## Written problem
Edit everything from the line containing "Where can the ceiling fan be" down to the end of the lines, replacing "marker" with "pin" and leaving all else unchanged.

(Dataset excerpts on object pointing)
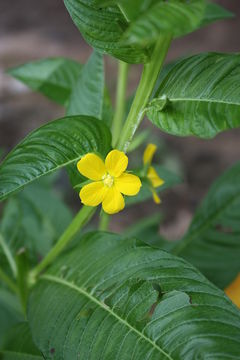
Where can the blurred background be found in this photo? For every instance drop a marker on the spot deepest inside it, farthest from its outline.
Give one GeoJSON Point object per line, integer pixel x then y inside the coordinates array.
{"type": "Point", "coordinates": [30, 30]}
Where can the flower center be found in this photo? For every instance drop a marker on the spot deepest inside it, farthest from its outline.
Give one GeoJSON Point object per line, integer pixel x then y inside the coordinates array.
{"type": "Point", "coordinates": [108, 180]}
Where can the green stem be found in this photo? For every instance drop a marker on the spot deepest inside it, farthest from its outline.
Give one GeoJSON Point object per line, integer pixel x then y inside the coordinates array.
{"type": "Point", "coordinates": [83, 216]}
{"type": "Point", "coordinates": [8, 255]}
{"type": "Point", "coordinates": [149, 77]}
{"type": "Point", "coordinates": [120, 101]}
{"type": "Point", "coordinates": [6, 279]}
{"type": "Point", "coordinates": [22, 277]}
{"type": "Point", "coordinates": [104, 221]}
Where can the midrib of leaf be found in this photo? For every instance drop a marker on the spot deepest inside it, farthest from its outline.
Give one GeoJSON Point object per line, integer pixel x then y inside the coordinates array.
{"type": "Point", "coordinates": [55, 279]}
{"type": "Point", "coordinates": [20, 354]}
{"type": "Point", "coordinates": [189, 238]}
{"type": "Point", "coordinates": [214, 101]}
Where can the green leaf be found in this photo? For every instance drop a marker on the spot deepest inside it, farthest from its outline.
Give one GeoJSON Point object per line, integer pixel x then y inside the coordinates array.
{"type": "Point", "coordinates": [10, 312]}
{"type": "Point", "coordinates": [55, 145]}
{"type": "Point", "coordinates": [103, 27]}
{"type": "Point", "coordinates": [199, 96]}
{"type": "Point", "coordinates": [115, 298]}
{"type": "Point", "coordinates": [147, 230]}
{"type": "Point", "coordinates": [53, 77]}
{"type": "Point", "coordinates": [29, 221]}
{"type": "Point", "coordinates": [172, 16]}
{"type": "Point", "coordinates": [212, 242]}
{"type": "Point", "coordinates": [19, 344]}
{"type": "Point", "coordinates": [88, 92]}
{"type": "Point", "coordinates": [215, 12]}
{"type": "Point", "coordinates": [144, 194]}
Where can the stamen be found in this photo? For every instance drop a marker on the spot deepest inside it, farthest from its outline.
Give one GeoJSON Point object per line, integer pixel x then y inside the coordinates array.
{"type": "Point", "coordinates": [108, 180]}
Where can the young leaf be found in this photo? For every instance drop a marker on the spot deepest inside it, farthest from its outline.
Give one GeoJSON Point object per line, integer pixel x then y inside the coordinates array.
{"type": "Point", "coordinates": [55, 145]}
{"type": "Point", "coordinates": [53, 77]}
{"type": "Point", "coordinates": [212, 242]}
{"type": "Point", "coordinates": [115, 298]}
{"type": "Point", "coordinates": [87, 94]}
{"type": "Point", "coordinates": [199, 96]}
{"type": "Point", "coordinates": [19, 345]}
{"type": "Point", "coordinates": [103, 27]}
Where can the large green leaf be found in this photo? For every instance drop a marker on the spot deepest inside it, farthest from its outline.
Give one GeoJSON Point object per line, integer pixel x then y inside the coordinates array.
{"type": "Point", "coordinates": [57, 144]}
{"type": "Point", "coordinates": [10, 312]}
{"type": "Point", "coordinates": [112, 298]}
{"type": "Point", "coordinates": [88, 93]}
{"type": "Point", "coordinates": [198, 96]}
{"type": "Point", "coordinates": [214, 12]}
{"type": "Point", "coordinates": [212, 242]}
{"type": "Point", "coordinates": [103, 28]}
{"type": "Point", "coordinates": [29, 220]}
{"type": "Point", "coordinates": [172, 16]}
{"type": "Point", "coordinates": [53, 77]}
{"type": "Point", "coordinates": [18, 344]}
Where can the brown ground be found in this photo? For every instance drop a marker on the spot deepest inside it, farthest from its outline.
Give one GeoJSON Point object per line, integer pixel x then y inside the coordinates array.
{"type": "Point", "coordinates": [31, 30]}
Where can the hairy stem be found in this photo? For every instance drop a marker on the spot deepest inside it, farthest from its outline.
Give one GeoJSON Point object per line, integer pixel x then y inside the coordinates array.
{"type": "Point", "coordinates": [120, 101]}
{"type": "Point", "coordinates": [83, 216]}
{"type": "Point", "coordinates": [8, 255]}
{"type": "Point", "coordinates": [149, 76]}
{"type": "Point", "coordinates": [104, 221]}
{"type": "Point", "coordinates": [6, 280]}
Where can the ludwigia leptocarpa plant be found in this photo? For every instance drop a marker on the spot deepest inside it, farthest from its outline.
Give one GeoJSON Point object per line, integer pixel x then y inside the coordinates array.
{"type": "Point", "coordinates": [69, 294]}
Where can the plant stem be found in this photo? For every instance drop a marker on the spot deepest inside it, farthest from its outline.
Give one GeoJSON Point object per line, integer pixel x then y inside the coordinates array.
{"type": "Point", "coordinates": [9, 256]}
{"type": "Point", "coordinates": [83, 216]}
{"type": "Point", "coordinates": [6, 279]}
{"type": "Point", "coordinates": [120, 101]}
{"type": "Point", "coordinates": [104, 221]}
{"type": "Point", "coordinates": [149, 76]}
{"type": "Point", "coordinates": [22, 277]}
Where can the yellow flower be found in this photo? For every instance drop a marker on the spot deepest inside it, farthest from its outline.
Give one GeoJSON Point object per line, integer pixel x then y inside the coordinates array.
{"type": "Point", "coordinates": [152, 175]}
{"type": "Point", "coordinates": [233, 291]}
{"type": "Point", "coordinates": [110, 181]}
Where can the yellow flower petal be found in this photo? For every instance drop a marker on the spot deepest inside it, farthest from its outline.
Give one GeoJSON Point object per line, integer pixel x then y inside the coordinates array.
{"type": "Point", "coordinates": [154, 178]}
{"type": "Point", "coordinates": [91, 166]}
{"type": "Point", "coordinates": [156, 198]}
{"type": "Point", "coordinates": [116, 162]}
{"type": "Point", "coordinates": [128, 184]}
{"type": "Point", "coordinates": [233, 291]}
{"type": "Point", "coordinates": [148, 153]}
{"type": "Point", "coordinates": [113, 201]}
{"type": "Point", "coordinates": [93, 194]}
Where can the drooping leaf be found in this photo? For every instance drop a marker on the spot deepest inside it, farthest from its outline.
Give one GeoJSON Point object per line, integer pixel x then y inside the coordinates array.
{"type": "Point", "coordinates": [215, 12]}
{"type": "Point", "coordinates": [53, 77]}
{"type": "Point", "coordinates": [34, 220]}
{"type": "Point", "coordinates": [103, 27]}
{"type": "Point", "coordinates": [57, 77]}
{"type": "Point", "coordinates": [147, 230]}
{"type": "Point", "coordinates": [55, 145]}
{"type": "Point", "coordinates": [212, 242]}
{"type": "Point", "coordinates": [145, 193]}
{"type": "Point", "coordinates": [88, 93]}
{"type": "Point", "coordinates": [122, 299]}
{"type": "Point", "coordinates": [18, 344]}
{"type": "Point", "coordinates": [199, 96]}
{"type": "Point", "coordinates": [176, 17]}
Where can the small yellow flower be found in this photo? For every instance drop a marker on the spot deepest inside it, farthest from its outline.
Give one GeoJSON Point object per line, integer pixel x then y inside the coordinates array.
{"type": "Point", "coordinates": [152, 175]}
{"type": "Point", "coordinates": [233, 291]}
{"type": "Point", "coordinates": [110, 181]}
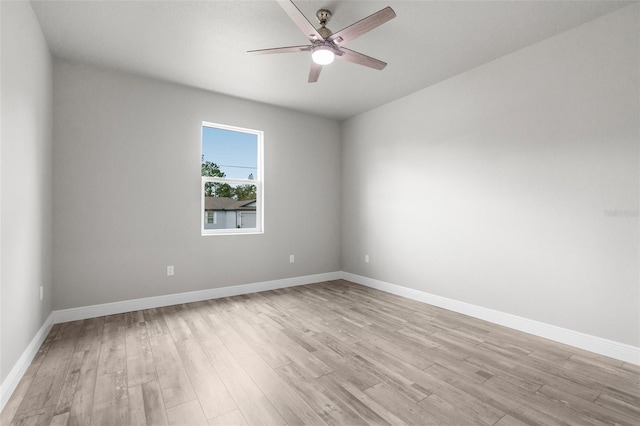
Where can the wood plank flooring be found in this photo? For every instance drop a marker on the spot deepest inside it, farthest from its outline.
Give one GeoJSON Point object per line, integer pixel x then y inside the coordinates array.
{"type": "Point", "coordinates": [332, 353]}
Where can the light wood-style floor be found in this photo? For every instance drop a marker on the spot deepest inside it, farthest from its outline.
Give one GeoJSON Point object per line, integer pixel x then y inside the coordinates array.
{"type": "Point", "coordinates": [330, 353]}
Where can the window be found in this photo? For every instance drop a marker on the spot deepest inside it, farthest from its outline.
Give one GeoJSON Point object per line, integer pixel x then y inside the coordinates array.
{"type": "Point", "coordinates": [231, 187]}
{"type": "Point", "coordinates": [212, 217]}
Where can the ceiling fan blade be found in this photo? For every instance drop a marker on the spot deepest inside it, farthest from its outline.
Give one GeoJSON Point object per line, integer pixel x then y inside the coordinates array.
{"type": "Point", "coordinates": [364, 25]}
{"type": "Point", "coordinates": [314, 72]}
{"type": "Point", "coordinates": [360, 59]}
{"type": "Point", "coordinates": [300, 20]}
{"type": "Point", "coordinates": [287, 49]}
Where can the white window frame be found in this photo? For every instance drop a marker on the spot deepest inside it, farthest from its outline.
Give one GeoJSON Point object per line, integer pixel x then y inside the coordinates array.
{"type": "Point", "coordinates": [258, 181]}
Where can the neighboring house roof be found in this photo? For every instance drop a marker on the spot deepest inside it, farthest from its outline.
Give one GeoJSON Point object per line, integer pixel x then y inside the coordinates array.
{"type": "Point", "coordinates": [224, 203]}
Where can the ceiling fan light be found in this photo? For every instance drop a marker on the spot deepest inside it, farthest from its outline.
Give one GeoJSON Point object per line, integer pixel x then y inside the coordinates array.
{"type": "Point", "coordinates": [322, 55]}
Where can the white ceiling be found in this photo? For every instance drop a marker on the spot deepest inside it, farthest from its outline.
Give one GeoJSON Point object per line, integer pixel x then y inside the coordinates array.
{"type": "Point", "coordinates": [203, 44]}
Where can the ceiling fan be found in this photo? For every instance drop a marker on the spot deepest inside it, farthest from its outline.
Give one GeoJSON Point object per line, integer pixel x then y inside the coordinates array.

## Complete output
Where can the ceiling fan be found in this photo? For every instance drop a pin on the spot deepest inside it, farthest from its outline.
Give one GeoJSON Point object per line, integer pixel x then y inside the coordinates array.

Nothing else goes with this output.